* **Vorliegender Text**:
Smyrna in Flammen (eBook)
368 Seiten
Aufbau digital (Verlag)
978-3-8412-2934-2 (ISBN)
Wie der Brand von Smyrna Europa veränderte
Ein welthistorisches Ereignis jährt sich zum 100. Mal: der Brand von Smyrna, der legendären Hafenstadt des Osmanischen Reichs. Zehntausende Menschen kamen dabei 1922 ums Leben. Die blühende Metropole, das heutige Izmir, wurde völlig zerstört. Auf den türkisch-griechischen Krieg folgte ein Bevölkerungsaustausch, bei dem fast zwei Millionen Christen und Muslime aus ihrer Heimat fliehen mussten und der als Blaupause für alle ethnischen Säuberungen des 20. Jahrhunderts dienen sollte.
Während der aktuellen Flüchtlingskrise reist Lutz C. Kleveman ein Jahr lang auf die griechischen Inseln und nach Izmir - über Grenzen und durch die Zeit. Dabei entdeckt er das historische Smyrna wieder, wo Griechen, Türken, Juden, Armenier, Europäer und Amerikaner einst friedlich zusammenlebten. Er lässt die kosmopolitische Metropole erzählerisch auferstehen und uns verstehen, wie es zur Katastrophe von 1922 kommen konnte. Einer Katastrophe, die Europa für immer verändern sollte.
Lutz C. Kleveman, geboren 1974, hat Französische Literatur in Aix-en-Provence und Internationale Geschichte an der London School of Economics (LSE) studiert. Als Journalist hat Kleveman für Die Zeit, Spiegel Online, Newsweek und den Daily Telegraph geschrieben. Er ist Autor mehrerer historisch-politischer Reisebücher, u.a. von »The New Great Game« (2003), »Kriegsgefangen« (2011) und »Lemberg. Die vergessene Mitte Europas« (2017).

* **Arbeitsauftrag**:
Kopiere bitte aus dem Text über den Brand von Smyrna wortgetreu den Abschnitt von „Smyrna in Flammen“ bis einschließlich „Jahrhunderts dienen sollte.“.

* **Quellenauszug**:
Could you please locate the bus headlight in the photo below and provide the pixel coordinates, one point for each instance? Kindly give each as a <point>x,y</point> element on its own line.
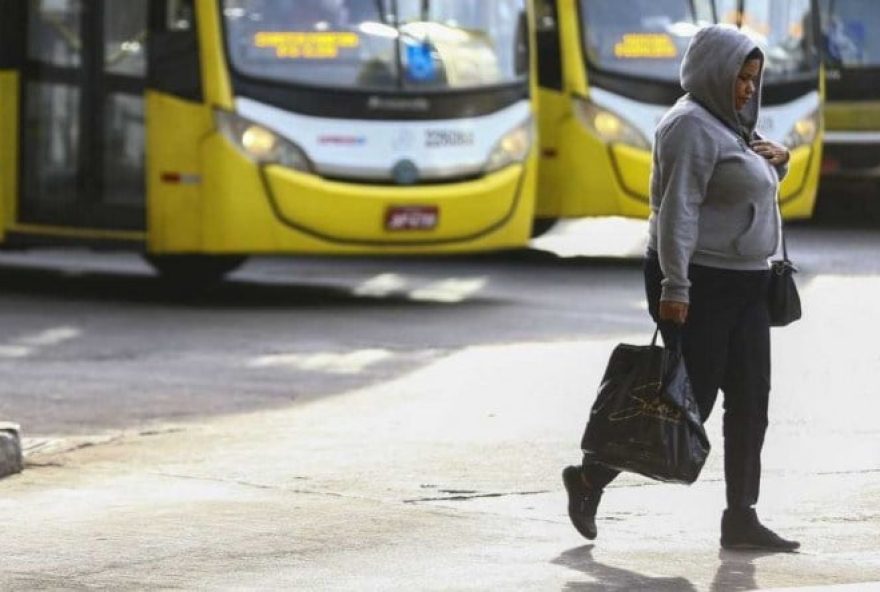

* **Fertige Antwort**:
Smyrna in Flammen (eBook)
368 Seiten
Aufbau digital (Verlag)
978-3-8412-2934-2 (ISBN)
Wie der Brand von Smyrna Europa veränderte
Ein welthistorisches Ereignis jährt sich zum 100. Mal: der Brand von Smyrna, der legendären Hafenstadt des Osmanischen Reichs. Zehntausende Menschen kamen dabei 1922 ums Leben. Die blühende Metropole, das heutige Izmir, wurde völlig zerstört. Auf den türkisch-griechischen Krieg folgte ein Bevölkerungsaustausch, bei dem fast zwei Millionen Christen und Muslime aus ihrer Heimat fliehen mussten und der als Blaupause für alle ethnischen Säuberungen des 20. Jahrhunderts dienen sollte.